Please restate word for word, and with nothing added, the lines that run from the one holding "In this exercise you will find the wooden" to the end of the entries below.

*** Opening of PROVIDED MATERIAL ***

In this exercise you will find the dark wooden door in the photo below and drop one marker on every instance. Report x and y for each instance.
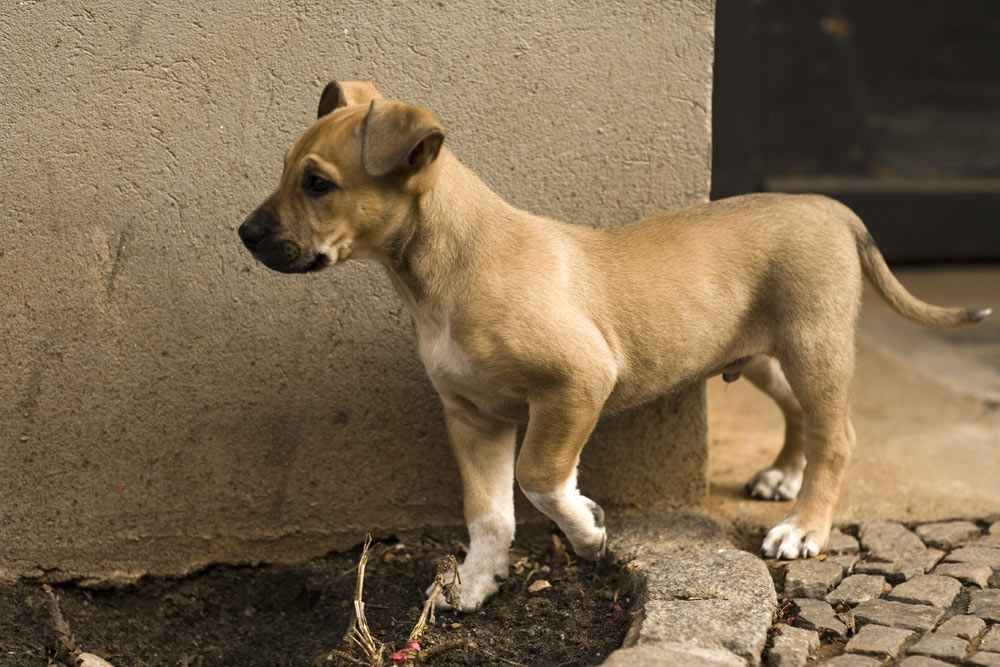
(891, 106)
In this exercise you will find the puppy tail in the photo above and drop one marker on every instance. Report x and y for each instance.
(904, 303)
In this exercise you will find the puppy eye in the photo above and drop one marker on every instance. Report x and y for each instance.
(316, 186)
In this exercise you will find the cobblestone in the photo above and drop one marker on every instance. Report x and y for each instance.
(966, 627)
(985, 605)
(845, 561)
(857, 588)
(849, 660)
(811, 578)
(819, 616)
(791, 647)
(955, 590)
(931, 589)
(921, 661)
(979, 555)
(897, 615)
(940, 646)
(991, 642)
(840, 543)
(984, 660)
(967, 573)
(879, 640)
(947, 534)
(889, 541)
(901, 570)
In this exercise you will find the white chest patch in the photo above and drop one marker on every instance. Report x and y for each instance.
(457, 378)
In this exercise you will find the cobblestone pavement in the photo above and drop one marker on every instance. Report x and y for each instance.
(887, 594)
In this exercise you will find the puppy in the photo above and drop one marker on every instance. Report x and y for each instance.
(521, 318)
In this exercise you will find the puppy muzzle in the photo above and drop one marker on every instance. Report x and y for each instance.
(261, 234)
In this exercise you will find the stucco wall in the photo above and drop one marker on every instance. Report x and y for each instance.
(165, 401)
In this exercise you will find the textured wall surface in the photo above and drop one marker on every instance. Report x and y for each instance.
(166, 402)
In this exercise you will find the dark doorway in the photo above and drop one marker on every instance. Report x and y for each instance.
(891, 106)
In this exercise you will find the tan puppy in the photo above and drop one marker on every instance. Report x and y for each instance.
(523, 318)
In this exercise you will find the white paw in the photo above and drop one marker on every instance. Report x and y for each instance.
(590, 542)
(479, 583)
(594, 547)
(775, 484)
(790, 542)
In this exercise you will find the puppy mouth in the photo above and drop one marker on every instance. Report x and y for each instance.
(320, 262)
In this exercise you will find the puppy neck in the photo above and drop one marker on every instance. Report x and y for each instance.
(453, 224)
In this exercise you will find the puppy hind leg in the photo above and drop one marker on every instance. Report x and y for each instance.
(546, 472)
(782, 479)
(484, 451)
(823, 389)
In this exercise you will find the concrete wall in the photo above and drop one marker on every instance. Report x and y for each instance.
(166, 402)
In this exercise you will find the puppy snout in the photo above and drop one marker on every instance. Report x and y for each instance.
(259, 225)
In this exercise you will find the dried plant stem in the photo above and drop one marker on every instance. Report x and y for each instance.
(358, 631)
(449, 564)
(360, 635)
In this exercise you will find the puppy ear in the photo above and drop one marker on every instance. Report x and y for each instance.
(345, 93)
(399, 137)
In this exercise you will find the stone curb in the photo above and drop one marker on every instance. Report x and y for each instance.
(697, 600)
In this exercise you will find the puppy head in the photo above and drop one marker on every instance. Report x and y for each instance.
(349, 184)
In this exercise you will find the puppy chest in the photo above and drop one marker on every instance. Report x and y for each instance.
(455, 375)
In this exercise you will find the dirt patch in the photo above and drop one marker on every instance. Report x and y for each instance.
(278, 615)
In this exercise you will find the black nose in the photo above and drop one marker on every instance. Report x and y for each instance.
(258, 225)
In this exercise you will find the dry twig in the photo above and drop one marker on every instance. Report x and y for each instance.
(360, 635)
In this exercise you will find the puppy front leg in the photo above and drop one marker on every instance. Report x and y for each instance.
(546, 472)
(484, 450)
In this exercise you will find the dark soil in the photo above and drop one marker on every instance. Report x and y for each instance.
(279, 615)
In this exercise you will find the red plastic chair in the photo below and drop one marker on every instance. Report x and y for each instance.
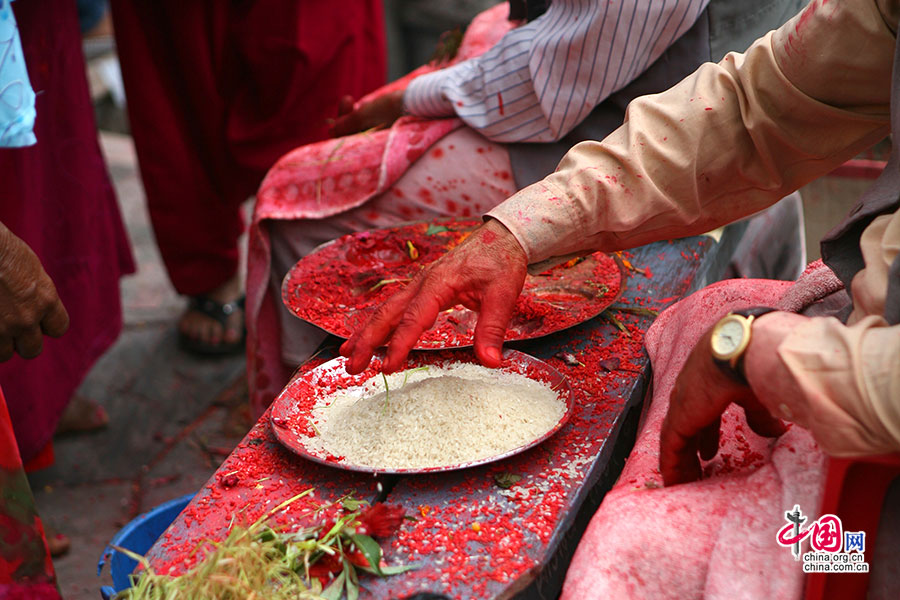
(854, 491)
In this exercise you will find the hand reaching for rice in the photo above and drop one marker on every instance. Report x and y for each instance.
(379, 112)
(485, 274)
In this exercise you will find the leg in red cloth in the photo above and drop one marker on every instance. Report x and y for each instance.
(217, 91)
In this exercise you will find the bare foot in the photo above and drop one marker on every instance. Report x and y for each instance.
(208, 331)
(82, 414)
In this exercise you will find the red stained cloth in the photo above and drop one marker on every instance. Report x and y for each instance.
(57, 197)
(25, 567)
(217, 91)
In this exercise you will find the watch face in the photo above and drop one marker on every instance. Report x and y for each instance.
(727, 337)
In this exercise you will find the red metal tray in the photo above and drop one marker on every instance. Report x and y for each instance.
(339, 285)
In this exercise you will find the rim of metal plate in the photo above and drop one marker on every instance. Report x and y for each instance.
(284, 410)
(433, 345)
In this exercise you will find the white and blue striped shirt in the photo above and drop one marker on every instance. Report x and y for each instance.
(543, 78)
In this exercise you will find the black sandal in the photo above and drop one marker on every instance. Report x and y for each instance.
(220, 313)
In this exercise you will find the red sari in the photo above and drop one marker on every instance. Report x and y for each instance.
(217, 91)
(57, 197)
(26, 571)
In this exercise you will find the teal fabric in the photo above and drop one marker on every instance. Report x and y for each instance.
(16, 96)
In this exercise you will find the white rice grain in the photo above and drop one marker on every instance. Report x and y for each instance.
(438, 416)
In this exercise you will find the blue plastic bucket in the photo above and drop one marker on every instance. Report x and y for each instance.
(138, 536)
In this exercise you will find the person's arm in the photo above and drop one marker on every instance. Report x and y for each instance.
(543, 78)
(729, 140)
(29, 305)
(840, 382)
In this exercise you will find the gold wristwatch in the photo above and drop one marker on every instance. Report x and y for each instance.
(731, 336)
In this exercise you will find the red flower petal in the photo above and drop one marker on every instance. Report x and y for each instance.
(382, 520)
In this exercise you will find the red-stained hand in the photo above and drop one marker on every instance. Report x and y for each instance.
(701, 394)
(485, 273)
(29, 305)
(380, 112)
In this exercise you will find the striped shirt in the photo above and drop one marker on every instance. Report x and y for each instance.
(543, 78)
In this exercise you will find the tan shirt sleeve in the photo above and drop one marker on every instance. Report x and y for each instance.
(729, 140)
(842, 382)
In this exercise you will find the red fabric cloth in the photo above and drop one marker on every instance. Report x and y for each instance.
(57, 197)
(26, 570)
(716, 537)
(320, 180)
(217, 91)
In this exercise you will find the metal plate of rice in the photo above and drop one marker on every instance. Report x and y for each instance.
(443, 412)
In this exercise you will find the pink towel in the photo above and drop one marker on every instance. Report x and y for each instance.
(330, 177)
(714, 538)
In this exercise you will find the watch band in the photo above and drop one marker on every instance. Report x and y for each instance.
(737, 368)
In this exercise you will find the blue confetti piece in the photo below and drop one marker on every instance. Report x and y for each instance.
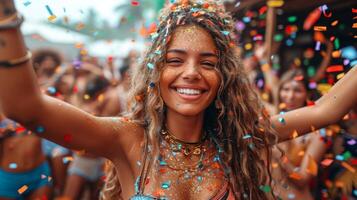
(49, 10)
(166, 185)
(12, 165)
(51, 90)
(150, 66)
(339, 157)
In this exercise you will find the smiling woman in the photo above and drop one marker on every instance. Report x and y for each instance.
(195, 128)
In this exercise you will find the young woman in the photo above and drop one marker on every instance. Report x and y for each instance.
(293, 175)
(195, 129)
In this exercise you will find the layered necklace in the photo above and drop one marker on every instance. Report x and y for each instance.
(185, 158)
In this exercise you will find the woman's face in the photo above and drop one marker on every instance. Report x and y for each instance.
(293, 94)
(189, 80)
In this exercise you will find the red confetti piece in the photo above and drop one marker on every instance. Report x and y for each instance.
(135, 3)
(334, 68)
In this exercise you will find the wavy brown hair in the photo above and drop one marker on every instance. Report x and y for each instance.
(236, 118)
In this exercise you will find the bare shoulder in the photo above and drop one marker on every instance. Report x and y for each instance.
(127, 136)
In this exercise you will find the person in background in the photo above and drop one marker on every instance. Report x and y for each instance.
(48, 65)
(293, 174)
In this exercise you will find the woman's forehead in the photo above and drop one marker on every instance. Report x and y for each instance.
(193, 38)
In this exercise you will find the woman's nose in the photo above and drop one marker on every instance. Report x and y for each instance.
(191, 71)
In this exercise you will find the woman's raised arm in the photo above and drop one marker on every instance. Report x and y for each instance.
(22, 100)
(328, 109)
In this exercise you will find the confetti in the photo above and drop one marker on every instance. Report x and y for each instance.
(150, 66)
(12, 165)
(135, 3)
(334, 68)
(51, 18)
(326, 162)
(312, 167)
(22, 189)
(351, 142)
(166, 185)
(320, 28)
(265, 188)
(67, 137)
(40, 129)
(49, 10)
(275, 3)
(27, 3)
(295, 176)
(348, 167)
(281, 120)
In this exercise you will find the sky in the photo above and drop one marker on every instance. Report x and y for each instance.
(35, 10)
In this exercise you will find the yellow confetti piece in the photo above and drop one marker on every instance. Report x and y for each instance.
(52, 18)
(320, 28)
(326, 162)
(295, 176)
(312, 166)
(275, 3)
(349, 167)
(22, 189)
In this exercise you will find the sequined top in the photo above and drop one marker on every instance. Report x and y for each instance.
(176, 175)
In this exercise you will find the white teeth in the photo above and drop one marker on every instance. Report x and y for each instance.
(188, 91)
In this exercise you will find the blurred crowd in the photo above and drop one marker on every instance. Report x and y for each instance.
(320, 165)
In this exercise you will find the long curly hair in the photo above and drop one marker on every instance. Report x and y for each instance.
(237, 118)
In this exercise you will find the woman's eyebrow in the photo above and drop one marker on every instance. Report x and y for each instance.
(204, 54)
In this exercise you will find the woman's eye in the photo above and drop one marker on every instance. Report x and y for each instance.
(208, 64)
(174, 61)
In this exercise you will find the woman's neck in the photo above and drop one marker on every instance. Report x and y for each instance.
(185, 128)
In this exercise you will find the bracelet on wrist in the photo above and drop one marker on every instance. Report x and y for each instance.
(17, 61)
(14, 21)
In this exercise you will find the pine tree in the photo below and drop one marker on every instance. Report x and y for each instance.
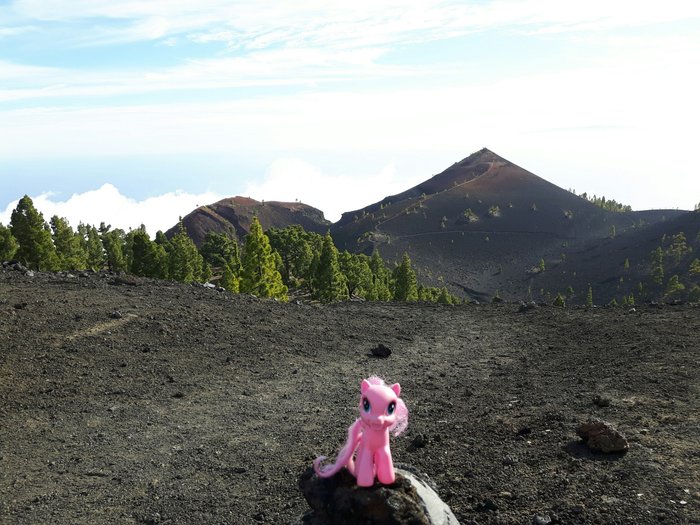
(445, 297)
(185, 263)
(381, 279)
(679, 247)
(296, 247)
(219, 249)
(405, 281)
(357, 273)
(148, 258)
(95, 250)
(674, 286)
(694, 267)
(36, 249)
(69, 248)
(259, 275)
(330, 283)
(657, 266)
(230, 280)
(8, 244)
(114, 244)
(694, 294)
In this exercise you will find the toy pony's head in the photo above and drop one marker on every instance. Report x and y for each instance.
(381, 407)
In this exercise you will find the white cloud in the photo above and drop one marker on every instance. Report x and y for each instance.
(294, 179)
(339, 24)
(107, 204)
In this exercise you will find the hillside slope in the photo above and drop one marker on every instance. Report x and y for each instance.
(481, 226)
(237, 213)
(615, 267)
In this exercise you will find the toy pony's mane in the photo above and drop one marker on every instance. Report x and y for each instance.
(401, 411)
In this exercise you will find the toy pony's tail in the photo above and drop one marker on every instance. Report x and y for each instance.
(344, 456)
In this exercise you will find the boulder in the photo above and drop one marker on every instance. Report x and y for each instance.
(381, 351)
(602, 437)
(410, 500)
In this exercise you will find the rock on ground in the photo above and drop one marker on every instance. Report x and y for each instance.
(602, 437)
(411, 500)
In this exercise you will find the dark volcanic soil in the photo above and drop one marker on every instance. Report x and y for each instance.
(135, 401)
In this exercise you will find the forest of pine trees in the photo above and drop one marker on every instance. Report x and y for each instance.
(265, 264)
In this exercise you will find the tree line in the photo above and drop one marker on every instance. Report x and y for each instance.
(265, 264)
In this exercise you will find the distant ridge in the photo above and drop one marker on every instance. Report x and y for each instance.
(482, 227)
(238, 212)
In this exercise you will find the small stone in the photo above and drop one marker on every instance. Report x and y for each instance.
(381, 351)
(420, 441)
(601, 401)
(488, 505)
(602, 437)
(526, 307)
(524, 431)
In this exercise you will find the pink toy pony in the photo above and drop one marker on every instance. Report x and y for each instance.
(381, 411)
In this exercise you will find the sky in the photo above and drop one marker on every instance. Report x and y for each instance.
(135, 112)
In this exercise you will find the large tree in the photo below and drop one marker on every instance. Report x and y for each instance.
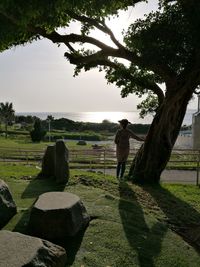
(7, 114)
(160, 49)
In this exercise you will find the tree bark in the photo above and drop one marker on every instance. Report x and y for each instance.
(152, 157)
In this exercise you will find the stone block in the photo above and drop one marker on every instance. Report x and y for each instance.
(18, 250)
(56, 215)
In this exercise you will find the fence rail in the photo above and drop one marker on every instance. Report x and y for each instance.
(101, 158)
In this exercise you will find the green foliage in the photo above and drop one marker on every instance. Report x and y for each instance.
(37, 134)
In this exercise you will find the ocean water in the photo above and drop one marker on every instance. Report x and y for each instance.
(113, 116)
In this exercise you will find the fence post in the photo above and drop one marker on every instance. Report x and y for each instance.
(198, 160)
(26, 158)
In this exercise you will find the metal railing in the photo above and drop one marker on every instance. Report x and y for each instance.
(102, 158)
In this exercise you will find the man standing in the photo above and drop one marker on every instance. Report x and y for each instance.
(123, 146)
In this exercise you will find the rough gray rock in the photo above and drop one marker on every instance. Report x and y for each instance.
(55, 163)
(18, 250)
(7, 205)
(57, 215)
(48, 162)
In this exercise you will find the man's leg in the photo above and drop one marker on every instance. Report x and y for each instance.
(123, 167)
(118, 169)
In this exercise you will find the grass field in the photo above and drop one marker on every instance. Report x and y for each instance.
(132, 225)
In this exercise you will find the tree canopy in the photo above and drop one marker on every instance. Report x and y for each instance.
(162, 45)
(161, 51)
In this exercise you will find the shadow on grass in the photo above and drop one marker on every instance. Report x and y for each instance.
(181, 216)
(71, 245)
(144, 239)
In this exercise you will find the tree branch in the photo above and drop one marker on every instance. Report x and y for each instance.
(100, 59)
(98, 24)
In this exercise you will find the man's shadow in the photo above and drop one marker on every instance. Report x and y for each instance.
(181, 217)
(142, 238)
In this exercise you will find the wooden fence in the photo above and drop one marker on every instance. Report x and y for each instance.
(102, 158)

*** Close of PROVIDED MATERIAL ***

- [TASK RESPONSE]:
In this exercise you will find the wooden fence in the photo above and drop one marker on every instance. Report x and y for each instance.
(102, 158)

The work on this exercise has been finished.